» **Your task**
Repeat exactly the lines of the entries below from the one with "the person walking" through the one with "the white sneaker", both ends included, and nothing else.

» **Natural-language object grounding data**
——————————

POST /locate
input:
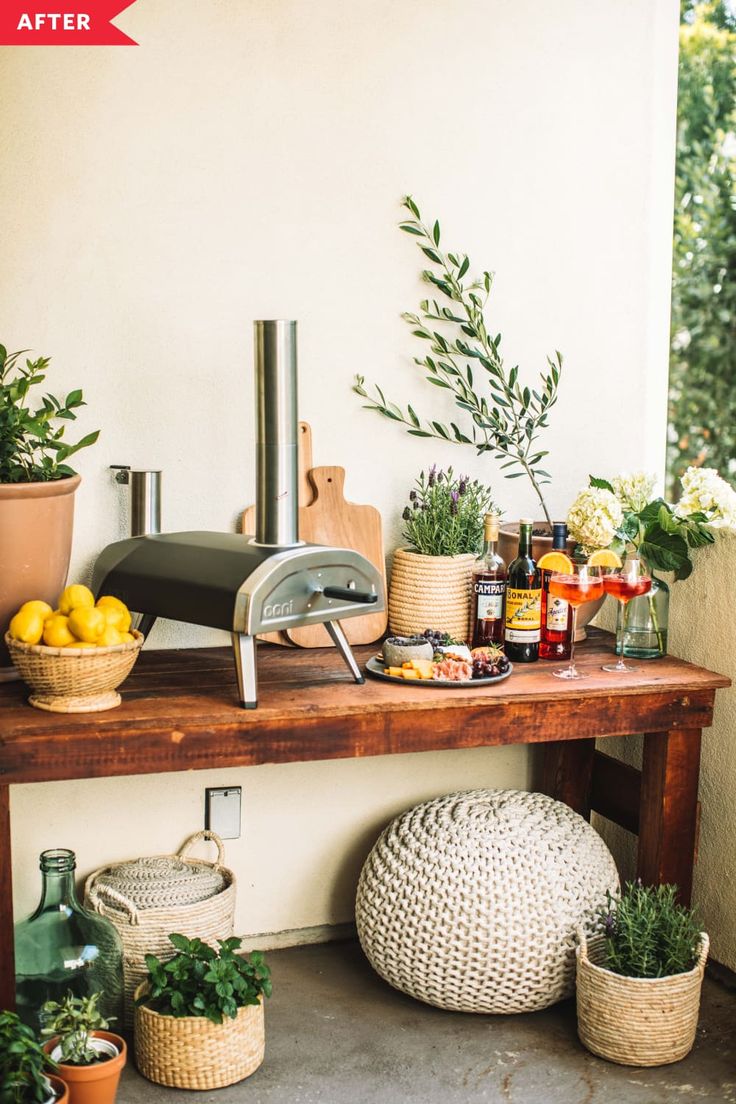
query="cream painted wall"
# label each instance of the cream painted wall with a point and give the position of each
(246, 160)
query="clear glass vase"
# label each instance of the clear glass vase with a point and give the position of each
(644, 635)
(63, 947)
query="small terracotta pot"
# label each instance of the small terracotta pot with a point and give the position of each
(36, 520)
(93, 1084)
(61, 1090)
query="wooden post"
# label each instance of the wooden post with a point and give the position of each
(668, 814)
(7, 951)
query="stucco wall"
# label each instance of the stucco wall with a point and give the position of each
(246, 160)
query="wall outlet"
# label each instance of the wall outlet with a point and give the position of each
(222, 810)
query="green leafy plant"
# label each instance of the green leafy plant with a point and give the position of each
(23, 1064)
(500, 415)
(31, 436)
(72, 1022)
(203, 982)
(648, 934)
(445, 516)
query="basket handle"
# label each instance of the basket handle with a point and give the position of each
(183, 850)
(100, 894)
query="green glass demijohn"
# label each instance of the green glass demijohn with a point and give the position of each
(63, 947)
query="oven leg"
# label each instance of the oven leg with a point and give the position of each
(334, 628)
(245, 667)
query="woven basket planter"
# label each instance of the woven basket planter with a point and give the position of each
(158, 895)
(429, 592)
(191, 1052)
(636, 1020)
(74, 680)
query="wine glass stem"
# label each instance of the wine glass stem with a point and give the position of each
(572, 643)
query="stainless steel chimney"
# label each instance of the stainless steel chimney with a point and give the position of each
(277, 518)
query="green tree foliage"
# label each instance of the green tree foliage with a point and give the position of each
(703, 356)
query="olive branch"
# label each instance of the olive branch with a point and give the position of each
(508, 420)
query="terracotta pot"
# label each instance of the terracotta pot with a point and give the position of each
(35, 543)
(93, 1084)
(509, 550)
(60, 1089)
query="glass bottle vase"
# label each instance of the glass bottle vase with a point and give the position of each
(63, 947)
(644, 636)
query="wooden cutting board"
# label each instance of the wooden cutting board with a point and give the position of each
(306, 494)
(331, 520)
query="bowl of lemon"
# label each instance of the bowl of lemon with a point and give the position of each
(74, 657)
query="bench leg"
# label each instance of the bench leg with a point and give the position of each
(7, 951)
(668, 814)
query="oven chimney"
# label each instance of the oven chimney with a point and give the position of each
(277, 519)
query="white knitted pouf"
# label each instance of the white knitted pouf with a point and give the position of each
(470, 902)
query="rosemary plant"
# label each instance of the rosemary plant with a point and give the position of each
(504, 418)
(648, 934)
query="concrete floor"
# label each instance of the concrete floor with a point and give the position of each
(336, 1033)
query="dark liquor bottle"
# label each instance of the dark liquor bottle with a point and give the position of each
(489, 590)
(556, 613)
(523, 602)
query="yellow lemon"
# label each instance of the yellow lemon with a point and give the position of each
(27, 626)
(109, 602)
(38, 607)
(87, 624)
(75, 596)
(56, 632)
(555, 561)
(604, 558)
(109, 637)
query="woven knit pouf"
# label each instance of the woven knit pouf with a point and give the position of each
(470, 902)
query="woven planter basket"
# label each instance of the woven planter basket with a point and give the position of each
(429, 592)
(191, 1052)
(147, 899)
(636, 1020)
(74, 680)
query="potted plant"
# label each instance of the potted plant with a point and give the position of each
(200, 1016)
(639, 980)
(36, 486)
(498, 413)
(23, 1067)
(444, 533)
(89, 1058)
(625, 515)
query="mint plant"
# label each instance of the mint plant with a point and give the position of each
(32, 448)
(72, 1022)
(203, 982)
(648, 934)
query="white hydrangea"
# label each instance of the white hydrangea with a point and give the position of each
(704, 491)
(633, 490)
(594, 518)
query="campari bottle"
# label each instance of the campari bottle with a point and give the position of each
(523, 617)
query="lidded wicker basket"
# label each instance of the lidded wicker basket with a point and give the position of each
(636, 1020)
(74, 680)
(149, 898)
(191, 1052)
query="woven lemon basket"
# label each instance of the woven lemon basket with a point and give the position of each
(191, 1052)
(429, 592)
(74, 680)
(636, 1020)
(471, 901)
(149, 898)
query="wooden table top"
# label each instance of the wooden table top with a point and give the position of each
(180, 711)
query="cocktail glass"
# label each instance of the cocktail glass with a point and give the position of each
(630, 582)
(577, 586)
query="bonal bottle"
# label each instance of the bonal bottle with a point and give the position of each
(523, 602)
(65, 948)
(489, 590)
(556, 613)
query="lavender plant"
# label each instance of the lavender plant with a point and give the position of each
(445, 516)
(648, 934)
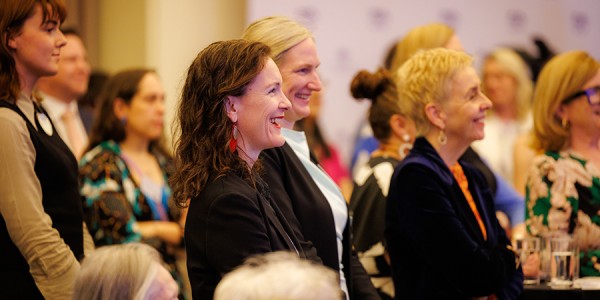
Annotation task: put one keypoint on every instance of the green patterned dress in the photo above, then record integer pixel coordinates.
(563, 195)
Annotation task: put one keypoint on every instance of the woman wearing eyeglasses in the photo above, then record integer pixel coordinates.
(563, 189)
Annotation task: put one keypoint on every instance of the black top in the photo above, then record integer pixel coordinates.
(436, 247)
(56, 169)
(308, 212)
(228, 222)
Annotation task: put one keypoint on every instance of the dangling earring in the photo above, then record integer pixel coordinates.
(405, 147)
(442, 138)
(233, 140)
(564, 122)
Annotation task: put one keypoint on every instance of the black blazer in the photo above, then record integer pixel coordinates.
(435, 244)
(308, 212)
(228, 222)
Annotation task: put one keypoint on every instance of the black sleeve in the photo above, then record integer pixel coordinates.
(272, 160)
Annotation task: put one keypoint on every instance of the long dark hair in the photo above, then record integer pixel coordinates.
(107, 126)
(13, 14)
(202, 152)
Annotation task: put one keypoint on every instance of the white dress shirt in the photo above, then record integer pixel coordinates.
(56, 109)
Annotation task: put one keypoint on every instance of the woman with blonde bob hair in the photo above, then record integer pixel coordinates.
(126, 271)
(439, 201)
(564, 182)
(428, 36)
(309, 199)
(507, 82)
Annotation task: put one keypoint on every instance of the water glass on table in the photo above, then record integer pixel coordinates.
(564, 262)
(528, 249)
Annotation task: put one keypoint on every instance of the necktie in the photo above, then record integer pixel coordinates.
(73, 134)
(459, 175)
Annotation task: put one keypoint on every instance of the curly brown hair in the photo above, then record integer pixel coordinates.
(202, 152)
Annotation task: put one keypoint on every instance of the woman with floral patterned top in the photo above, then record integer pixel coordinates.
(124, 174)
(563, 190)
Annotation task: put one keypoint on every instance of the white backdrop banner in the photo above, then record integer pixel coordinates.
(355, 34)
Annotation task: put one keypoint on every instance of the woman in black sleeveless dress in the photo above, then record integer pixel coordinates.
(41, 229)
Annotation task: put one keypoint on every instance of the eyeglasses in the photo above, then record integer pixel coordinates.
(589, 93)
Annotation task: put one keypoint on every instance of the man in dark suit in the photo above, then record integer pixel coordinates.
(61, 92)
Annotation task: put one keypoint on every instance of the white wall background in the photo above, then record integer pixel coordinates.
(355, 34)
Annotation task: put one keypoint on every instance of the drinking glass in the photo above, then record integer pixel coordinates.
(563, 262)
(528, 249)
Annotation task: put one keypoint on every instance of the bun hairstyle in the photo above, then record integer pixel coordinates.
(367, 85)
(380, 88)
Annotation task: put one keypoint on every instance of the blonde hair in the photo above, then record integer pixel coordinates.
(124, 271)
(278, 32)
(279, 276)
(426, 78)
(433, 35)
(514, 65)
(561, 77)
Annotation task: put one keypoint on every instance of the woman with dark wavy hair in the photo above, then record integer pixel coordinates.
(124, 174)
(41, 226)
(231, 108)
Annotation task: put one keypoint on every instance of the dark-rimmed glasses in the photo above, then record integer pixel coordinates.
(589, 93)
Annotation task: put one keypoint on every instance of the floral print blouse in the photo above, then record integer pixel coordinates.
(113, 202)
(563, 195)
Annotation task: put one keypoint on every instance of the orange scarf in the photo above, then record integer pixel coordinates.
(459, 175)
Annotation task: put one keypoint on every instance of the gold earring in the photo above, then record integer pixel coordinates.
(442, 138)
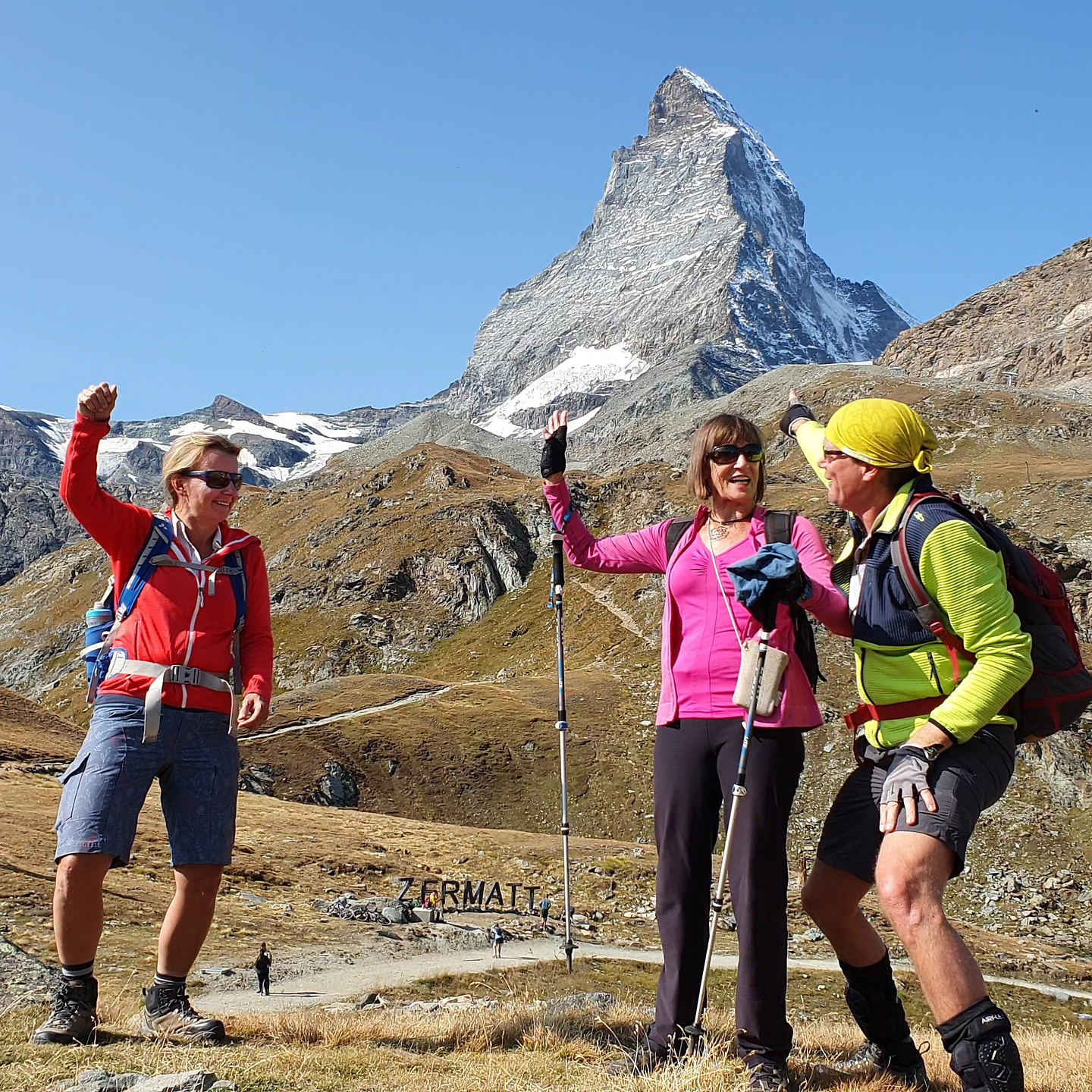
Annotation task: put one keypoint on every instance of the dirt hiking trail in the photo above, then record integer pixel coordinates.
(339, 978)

——————————

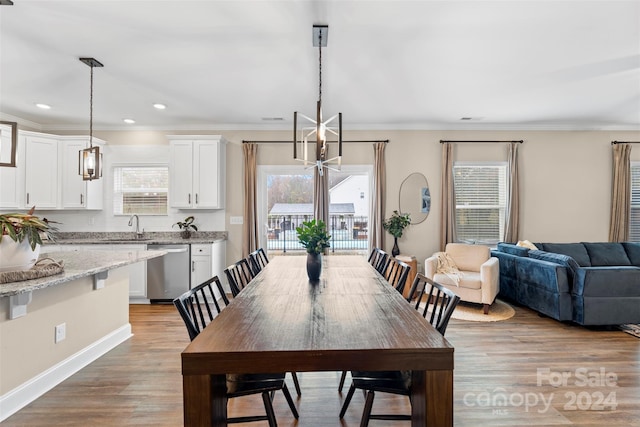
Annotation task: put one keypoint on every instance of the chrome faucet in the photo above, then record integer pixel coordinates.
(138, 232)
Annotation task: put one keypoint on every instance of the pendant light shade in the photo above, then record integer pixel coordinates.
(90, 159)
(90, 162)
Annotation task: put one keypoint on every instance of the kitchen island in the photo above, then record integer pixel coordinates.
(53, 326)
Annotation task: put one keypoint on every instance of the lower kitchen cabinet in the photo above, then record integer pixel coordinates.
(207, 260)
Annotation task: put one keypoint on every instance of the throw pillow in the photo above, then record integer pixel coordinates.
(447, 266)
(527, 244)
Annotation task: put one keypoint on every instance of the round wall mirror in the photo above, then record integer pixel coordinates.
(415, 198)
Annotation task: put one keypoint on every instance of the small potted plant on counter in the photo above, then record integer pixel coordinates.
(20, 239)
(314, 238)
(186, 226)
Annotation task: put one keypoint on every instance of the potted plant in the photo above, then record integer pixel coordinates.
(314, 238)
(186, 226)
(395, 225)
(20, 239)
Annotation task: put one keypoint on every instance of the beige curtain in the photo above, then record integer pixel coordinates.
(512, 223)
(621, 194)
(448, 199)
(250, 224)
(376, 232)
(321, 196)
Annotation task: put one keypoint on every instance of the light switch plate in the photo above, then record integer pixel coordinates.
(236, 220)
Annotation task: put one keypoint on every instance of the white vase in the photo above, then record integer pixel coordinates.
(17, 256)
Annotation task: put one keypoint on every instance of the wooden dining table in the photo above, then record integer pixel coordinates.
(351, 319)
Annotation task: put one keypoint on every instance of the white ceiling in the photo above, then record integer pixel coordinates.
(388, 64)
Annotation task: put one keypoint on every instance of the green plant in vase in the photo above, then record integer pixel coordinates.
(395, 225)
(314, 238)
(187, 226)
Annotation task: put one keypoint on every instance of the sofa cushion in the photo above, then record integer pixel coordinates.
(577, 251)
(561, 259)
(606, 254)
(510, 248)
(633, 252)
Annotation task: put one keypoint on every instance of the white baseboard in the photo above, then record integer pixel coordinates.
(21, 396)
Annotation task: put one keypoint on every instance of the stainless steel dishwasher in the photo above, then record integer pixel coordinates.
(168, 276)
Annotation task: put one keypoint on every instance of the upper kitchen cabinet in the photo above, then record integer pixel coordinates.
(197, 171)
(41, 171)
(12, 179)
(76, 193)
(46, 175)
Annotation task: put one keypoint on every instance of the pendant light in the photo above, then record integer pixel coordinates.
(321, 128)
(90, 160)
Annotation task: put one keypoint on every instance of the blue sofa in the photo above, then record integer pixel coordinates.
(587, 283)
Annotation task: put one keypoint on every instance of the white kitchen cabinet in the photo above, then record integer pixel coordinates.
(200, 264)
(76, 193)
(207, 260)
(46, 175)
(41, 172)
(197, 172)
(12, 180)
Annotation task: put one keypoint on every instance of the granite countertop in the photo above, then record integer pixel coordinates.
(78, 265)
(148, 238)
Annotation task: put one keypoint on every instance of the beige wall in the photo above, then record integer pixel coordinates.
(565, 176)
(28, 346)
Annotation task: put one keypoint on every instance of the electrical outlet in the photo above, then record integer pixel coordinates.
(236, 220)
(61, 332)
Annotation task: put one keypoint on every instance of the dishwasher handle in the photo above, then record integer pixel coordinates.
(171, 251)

——————————

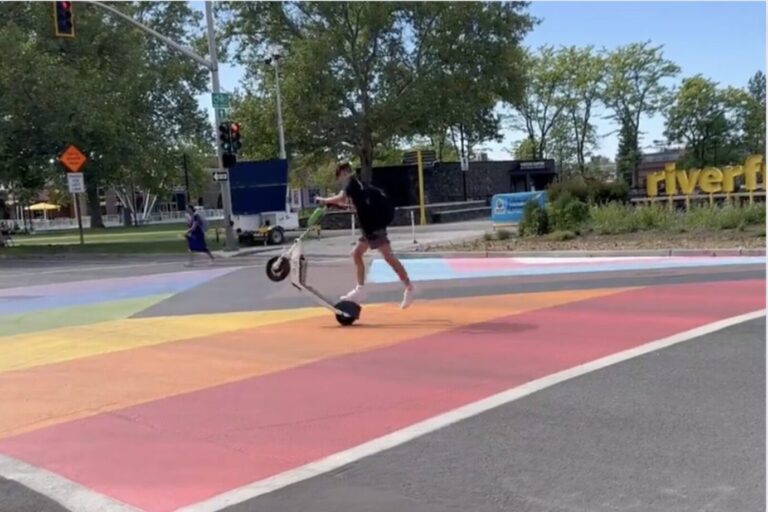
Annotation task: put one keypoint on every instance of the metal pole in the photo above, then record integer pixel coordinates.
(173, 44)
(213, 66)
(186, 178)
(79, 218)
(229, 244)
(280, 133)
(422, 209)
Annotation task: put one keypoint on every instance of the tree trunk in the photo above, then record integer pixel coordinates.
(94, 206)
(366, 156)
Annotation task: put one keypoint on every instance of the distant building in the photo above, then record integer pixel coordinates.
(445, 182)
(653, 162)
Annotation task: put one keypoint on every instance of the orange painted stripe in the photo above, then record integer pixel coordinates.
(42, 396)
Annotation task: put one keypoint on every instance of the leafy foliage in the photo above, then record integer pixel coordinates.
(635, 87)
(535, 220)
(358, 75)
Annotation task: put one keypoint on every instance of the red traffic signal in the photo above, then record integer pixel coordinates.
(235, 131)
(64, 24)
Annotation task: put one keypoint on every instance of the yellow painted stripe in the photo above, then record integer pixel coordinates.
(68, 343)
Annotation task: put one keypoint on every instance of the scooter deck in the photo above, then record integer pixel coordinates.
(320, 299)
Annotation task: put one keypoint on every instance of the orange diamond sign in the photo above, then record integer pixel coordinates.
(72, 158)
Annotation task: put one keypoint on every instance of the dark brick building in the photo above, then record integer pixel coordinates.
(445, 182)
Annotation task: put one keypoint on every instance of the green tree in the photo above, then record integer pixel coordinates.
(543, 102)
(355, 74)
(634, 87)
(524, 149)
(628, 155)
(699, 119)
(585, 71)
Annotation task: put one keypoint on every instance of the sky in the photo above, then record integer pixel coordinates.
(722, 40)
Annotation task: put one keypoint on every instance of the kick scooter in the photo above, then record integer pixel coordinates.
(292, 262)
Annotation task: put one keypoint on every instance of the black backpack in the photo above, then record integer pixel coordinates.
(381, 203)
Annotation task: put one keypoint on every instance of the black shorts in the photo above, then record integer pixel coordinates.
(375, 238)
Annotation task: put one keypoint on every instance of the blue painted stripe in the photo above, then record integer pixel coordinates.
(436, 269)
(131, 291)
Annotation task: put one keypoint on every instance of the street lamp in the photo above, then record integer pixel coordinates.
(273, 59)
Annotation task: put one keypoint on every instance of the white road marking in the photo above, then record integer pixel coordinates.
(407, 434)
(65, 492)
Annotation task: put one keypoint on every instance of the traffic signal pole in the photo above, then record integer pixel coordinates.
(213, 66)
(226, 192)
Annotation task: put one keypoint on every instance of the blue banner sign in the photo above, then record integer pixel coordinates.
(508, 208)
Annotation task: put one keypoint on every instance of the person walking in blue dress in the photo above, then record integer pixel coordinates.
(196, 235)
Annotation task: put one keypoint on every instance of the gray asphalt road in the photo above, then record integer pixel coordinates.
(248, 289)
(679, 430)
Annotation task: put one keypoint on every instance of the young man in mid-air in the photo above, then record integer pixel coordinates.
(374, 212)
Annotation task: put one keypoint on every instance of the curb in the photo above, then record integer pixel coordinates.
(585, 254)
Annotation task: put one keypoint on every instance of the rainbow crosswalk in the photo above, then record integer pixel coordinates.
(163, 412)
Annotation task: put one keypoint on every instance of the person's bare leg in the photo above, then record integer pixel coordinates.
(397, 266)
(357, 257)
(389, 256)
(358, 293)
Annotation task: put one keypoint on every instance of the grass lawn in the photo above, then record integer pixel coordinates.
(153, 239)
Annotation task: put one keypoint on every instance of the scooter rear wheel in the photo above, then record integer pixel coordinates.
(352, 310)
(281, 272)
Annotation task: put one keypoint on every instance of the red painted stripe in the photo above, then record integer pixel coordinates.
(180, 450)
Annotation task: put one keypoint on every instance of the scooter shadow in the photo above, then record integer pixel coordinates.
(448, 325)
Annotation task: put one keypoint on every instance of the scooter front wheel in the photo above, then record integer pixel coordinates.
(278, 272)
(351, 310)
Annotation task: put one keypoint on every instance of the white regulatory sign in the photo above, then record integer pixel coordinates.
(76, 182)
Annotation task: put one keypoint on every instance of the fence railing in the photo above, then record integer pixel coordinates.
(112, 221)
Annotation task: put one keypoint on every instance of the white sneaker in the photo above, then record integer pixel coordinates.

——————————

» **Response below**
Annotation task: put one keypoint on every instance of the person walking in blue dress in the photo above, then record integer pixel coordinates.
(196, 235)
Annotation task: put one keypoint on every instance of the gray asphalt road in the photo above, then record integer pixel coordinates.
(248, 289)
(679, 430)
Annotation task: put one keypoint on every instance of the young man in mid-air in the photo above, then record integer pixel coordinates.
(374, 212)
Annotation task: put one keypoint on every instance of the curb in the photo above, then record integer pixel coordinates.
(585, 254)
Annotation task: put one keypoint on every instance of the rainbow crosswalk in the photo above, then record integer pixel coordinates.
(163, 412)
Annotation task: put one keypoint on every instance of the person's bare leg in the photo above, then record integer pixel coordinates.
(397, 266)
(357, 257)
(389, 256)
(358, 293)
Annotation task: put one keypoint on every instance of the grass lawn in the photo above, then record integer pixel coordinates.
(153, 239)
Annotation task: put one keypoint on every instance of the scooter rear wheel in the photo above, then record integer pixel coordinates.
(352, 310)
(281, 272)
Annotation task: put one keypoint on every instance of the red painted stripe in the photo above, then record integer pixel coordinates.
(180, 450)
Annotation task: put one keypoint on every instance of the scooter shadow in the photo above, then record integer pixel coordinates.
(448, 325)
Annotation task: put one keypoint on every instance of the scooter front wheel in the photo above, then record integer pixel coordinates.
(278, 272)
(351, 310)
Annotation task: put one keypoint on every instance of the white regulatory sign in the photo above, then record integer pixel coordinates.
(76, 182)
Annotation task: put one keypoint on every instance of the fence railing in the photo above, then record integer pixel coordinates.
(112, 221)
Annotation task: put one keypoint on every instance of the white sneaker in the photo above, then record integer pixel coordinates.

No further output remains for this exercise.